As uncovered by Butler in her work, this allotment of gender roles begins in earnest the instant it is realized that the child has either male or female sexual capacity: i.e. has the possibility of reproduction via a womb or not, and not a penis or its absence. This biological difference is usually presumed in empirical medical science by reference to the visible genitalia. When there is doubt as to the definition of the genitalia in sex terms, as with babies born as intersexuals, the internal organs, such as the reproductive capacity or lack of this, are referred to.

Butler says the result of this is sometimes genital interventions to make the physical child fit the cultural typecast. It is indicative for her that even though the presence or absence of the organs for reproduction are used to determine the sex of the child, what the superficial genitalia should be in such cases, so that the presence of a womb and the capacity for childbirth are in practice the deciding factor, this primary signifier is soon diminished and the genitalia take over. According to Butler it is soon the penis that inherits most of the signifying power while the vagina takes on a negative signification as lack of the penis. This emphasis, though, I think operates in antagonism to the presence of sensual reproductive capacity and does not originate in some mysterious way from language and power in the abstract, as Butler has it.

Aesthetic differentiation in the affective treatment of the newborn begins immediately this sex/gender difference is defined, i.e. the western traditional colors pink for the girl, blue for the boy. Such may seem trivial, but it is multiplied beyond all measure throughout that thing known as childhood, and it literally presses upon the body’s senses at every turn.

This fear of an innate resource of material-sensual production is the partly unconscious communication on the aesthetic level of womb-envy, become enforced in affective practices. Essentially this affectivity is what a taboo is. Taboos do not require being enshrined in written laws (the law can easily make sexism illegal, and has done so, of course, without ending sex discrimination) because they do not need to be.

···

> **Parts of the exercise**
1) Revise the excerpt on gender roles starting at "Butler says the" and ending at "Butler has it.", replacing "womb" with "uterus".
2) Write the next portion of the excerpt on gender roles, picking up after its final sentence.

> **Natural-language object grounding data**

···

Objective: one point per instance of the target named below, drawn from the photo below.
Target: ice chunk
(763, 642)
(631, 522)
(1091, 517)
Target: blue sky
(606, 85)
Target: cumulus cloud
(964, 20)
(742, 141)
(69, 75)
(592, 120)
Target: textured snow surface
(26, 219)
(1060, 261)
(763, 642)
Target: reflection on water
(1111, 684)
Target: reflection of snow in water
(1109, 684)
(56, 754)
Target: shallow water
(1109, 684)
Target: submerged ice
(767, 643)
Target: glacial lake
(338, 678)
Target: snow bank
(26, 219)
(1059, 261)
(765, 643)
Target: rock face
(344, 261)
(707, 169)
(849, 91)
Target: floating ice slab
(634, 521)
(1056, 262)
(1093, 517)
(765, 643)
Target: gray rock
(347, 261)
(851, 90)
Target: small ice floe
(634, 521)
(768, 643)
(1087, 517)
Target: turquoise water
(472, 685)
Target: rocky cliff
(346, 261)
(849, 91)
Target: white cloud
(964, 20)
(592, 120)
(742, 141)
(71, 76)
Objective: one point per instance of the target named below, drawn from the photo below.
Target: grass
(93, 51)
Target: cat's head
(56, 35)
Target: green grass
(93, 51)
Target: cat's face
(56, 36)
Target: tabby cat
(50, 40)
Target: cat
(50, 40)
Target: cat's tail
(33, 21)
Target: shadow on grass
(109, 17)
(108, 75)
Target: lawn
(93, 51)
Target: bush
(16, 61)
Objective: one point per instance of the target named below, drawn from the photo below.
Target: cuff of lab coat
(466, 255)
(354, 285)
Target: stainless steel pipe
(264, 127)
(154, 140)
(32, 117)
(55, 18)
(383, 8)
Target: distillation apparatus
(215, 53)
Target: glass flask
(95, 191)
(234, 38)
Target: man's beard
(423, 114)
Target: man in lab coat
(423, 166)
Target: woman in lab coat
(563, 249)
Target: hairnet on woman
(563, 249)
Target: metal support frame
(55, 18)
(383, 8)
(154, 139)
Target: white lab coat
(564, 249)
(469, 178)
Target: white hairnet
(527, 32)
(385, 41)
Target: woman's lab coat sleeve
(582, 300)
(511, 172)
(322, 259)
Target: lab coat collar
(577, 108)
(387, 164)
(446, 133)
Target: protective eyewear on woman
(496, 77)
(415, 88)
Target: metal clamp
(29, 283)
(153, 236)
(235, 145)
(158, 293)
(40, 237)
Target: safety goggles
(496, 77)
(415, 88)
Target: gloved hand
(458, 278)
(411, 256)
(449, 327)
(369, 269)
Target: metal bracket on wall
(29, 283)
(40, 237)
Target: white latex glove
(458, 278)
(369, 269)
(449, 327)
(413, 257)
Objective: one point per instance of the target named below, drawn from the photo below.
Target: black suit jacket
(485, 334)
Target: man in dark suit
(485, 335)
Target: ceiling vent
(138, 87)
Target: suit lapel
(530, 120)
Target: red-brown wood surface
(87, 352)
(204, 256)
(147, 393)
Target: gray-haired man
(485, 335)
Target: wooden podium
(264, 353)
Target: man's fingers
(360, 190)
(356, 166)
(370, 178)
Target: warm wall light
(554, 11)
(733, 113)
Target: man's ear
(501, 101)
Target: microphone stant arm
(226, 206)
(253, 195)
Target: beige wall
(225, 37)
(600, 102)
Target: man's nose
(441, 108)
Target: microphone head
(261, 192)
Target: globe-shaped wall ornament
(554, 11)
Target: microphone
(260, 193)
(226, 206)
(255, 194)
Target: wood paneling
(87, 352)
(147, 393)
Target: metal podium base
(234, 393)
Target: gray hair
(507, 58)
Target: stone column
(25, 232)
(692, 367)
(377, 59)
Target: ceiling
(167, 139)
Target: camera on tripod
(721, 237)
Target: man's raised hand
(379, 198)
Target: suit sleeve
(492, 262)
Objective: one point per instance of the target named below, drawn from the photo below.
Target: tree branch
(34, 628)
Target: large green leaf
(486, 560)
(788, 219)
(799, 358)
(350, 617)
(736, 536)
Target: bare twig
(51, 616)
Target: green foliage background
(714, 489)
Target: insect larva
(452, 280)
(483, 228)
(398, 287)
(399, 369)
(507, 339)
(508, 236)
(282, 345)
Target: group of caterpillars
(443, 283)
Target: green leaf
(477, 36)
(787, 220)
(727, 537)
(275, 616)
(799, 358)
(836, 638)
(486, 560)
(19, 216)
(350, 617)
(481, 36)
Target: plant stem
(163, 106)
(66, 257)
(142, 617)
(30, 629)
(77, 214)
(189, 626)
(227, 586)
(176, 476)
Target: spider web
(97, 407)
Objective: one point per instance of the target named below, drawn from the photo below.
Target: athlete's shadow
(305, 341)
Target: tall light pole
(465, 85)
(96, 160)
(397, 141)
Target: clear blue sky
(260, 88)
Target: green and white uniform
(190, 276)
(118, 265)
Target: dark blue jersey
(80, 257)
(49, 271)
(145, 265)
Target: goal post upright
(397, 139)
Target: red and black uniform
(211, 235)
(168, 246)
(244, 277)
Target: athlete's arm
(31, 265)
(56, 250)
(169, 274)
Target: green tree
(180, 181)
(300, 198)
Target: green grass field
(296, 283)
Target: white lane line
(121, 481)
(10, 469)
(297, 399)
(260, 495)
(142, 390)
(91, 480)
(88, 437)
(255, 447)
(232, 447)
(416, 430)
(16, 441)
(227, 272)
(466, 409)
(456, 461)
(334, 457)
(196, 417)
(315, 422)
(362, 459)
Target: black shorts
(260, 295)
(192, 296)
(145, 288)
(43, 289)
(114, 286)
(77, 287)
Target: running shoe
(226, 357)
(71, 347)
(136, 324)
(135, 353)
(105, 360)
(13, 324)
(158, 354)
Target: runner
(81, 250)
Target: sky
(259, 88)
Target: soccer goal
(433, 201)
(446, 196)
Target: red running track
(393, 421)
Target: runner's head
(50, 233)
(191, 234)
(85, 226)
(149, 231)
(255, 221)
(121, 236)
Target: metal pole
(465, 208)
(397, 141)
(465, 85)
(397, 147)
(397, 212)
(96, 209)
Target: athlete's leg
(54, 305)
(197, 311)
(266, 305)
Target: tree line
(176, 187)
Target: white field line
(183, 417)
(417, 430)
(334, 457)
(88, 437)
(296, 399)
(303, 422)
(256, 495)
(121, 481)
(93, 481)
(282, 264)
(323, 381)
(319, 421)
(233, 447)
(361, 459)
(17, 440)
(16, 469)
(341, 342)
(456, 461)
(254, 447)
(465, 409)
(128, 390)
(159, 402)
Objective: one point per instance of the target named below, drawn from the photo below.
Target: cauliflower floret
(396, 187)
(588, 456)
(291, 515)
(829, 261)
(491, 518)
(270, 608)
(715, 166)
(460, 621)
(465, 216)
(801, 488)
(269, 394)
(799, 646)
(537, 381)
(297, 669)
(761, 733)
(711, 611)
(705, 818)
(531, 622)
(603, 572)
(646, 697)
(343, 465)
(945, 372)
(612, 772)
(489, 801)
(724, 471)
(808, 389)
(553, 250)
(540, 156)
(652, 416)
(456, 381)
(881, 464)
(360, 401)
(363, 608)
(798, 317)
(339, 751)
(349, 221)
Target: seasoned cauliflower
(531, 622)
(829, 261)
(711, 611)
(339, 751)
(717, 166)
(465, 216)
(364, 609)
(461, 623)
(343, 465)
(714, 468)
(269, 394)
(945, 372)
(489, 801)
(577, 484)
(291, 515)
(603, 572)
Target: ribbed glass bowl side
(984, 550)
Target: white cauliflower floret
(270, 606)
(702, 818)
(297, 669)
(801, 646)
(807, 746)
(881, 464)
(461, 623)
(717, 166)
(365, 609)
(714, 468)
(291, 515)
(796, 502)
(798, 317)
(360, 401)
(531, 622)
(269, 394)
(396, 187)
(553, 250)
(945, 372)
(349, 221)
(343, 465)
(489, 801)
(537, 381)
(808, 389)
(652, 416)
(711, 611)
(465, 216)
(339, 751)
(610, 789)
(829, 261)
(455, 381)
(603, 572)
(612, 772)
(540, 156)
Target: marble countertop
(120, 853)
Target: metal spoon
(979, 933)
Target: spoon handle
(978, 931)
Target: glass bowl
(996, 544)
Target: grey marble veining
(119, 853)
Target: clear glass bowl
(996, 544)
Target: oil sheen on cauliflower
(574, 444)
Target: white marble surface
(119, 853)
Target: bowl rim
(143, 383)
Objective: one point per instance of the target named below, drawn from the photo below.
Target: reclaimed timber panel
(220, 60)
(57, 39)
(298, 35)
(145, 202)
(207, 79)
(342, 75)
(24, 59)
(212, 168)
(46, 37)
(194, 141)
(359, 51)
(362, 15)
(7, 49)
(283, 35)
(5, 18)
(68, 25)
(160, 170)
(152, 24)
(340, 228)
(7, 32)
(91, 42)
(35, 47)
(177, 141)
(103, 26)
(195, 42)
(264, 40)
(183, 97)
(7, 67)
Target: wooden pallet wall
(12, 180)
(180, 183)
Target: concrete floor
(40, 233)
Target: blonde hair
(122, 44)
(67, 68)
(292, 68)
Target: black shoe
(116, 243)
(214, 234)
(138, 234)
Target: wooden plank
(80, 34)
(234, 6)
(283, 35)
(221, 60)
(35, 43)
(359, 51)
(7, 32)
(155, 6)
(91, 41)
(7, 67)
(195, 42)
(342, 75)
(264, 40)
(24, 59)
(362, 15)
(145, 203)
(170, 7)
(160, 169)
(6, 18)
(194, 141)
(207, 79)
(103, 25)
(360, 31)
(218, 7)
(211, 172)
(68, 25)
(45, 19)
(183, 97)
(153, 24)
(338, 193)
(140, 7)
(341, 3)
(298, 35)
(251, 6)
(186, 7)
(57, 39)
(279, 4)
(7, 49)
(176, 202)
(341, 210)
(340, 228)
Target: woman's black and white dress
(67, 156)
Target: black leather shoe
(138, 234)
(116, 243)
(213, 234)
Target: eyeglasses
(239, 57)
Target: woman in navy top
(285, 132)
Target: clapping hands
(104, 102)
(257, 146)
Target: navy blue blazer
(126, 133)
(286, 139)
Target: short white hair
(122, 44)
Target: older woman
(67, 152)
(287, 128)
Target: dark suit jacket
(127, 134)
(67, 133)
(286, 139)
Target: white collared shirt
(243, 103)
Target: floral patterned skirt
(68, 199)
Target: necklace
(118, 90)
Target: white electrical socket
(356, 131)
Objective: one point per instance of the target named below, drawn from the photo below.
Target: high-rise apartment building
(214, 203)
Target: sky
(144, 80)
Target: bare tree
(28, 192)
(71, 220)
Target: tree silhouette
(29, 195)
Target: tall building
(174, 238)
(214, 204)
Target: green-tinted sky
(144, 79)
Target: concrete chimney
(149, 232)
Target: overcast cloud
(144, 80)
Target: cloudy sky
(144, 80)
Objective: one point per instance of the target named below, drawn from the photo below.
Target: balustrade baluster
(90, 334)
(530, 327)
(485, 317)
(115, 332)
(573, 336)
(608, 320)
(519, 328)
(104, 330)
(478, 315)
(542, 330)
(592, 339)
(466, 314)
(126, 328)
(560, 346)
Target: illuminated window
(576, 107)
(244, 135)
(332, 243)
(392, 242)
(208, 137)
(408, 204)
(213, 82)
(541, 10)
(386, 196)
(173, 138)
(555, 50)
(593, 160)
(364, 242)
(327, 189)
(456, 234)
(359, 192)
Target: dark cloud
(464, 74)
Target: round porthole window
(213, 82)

···

> **Task responses**
1)
Butler says the result of this is sometimes genital interventions to make the physical child fit the cultural typecast. It is indicative for her that even though the presence or absence of the organs for reproduction are used to determine the sex of the child, what the superficial genitalia should be in such cases, so that the presence of a uterus and the capacity for childbirth are in practice the deciding factor, this primary signifier is soon diminished and the genitalia take over. According to Butler it is soon the penis that inherits most of the signifying power while the vagina takes on a negative signification as lack of the penis. This emphasis, though, I think operates in antagonism to the presence of sensual reproductive capacity and does not originate in some mysterious way from language and power in the abstract, as Butler has it.

2)
Womb envy is as such an affective dread that has extended from the subjective experience of the entire capitalist process of production and the passing on, in history, of earlier exploitative social forms, occurring firstly on the aesthetic level as an inchoate, immediately felt alienation to the relations of production, and then widening with refinements added by various cultural institutions. In this historical process, the work of sensual reproduction has become associated with alienated affectivity, understood as closer to the brutalized image of animals, of the beasts, of the profane world, of a disgusting cornucopia, the veritable Pandora’s box, the world of the witch and the strange alchemy and potions surrounding childbirth and, yes, artistic creativity.

Patriarchy is therefore a default compulsion that works in the interests of the dominant class in society, the bourgeois-legal owners of the means of production and labor power, and it is the material relation to the sensual work of reproduction that the ruling class finds an anathema, and not, at least fundamentally, any particular abject designator beyond this, gay, lesbian, transvestite, transsexual, which may at certain times even be considered in capitalism fashionable and a useful market. The latter are all performances, as is heterosexuality, mirroring the central myth of essential gender difference, and can work to reinforce this imaginary essence. In this mirror array, the reproducing sex does not actually have to be a mother to be identified with the womb’s capacity (but it helps of course). Socialists, artists, and workers, by default, tend to challenge this dominant affectivity, and so have something in common with struggling women, but there can be no simple key to attributing radicalism to specific performances.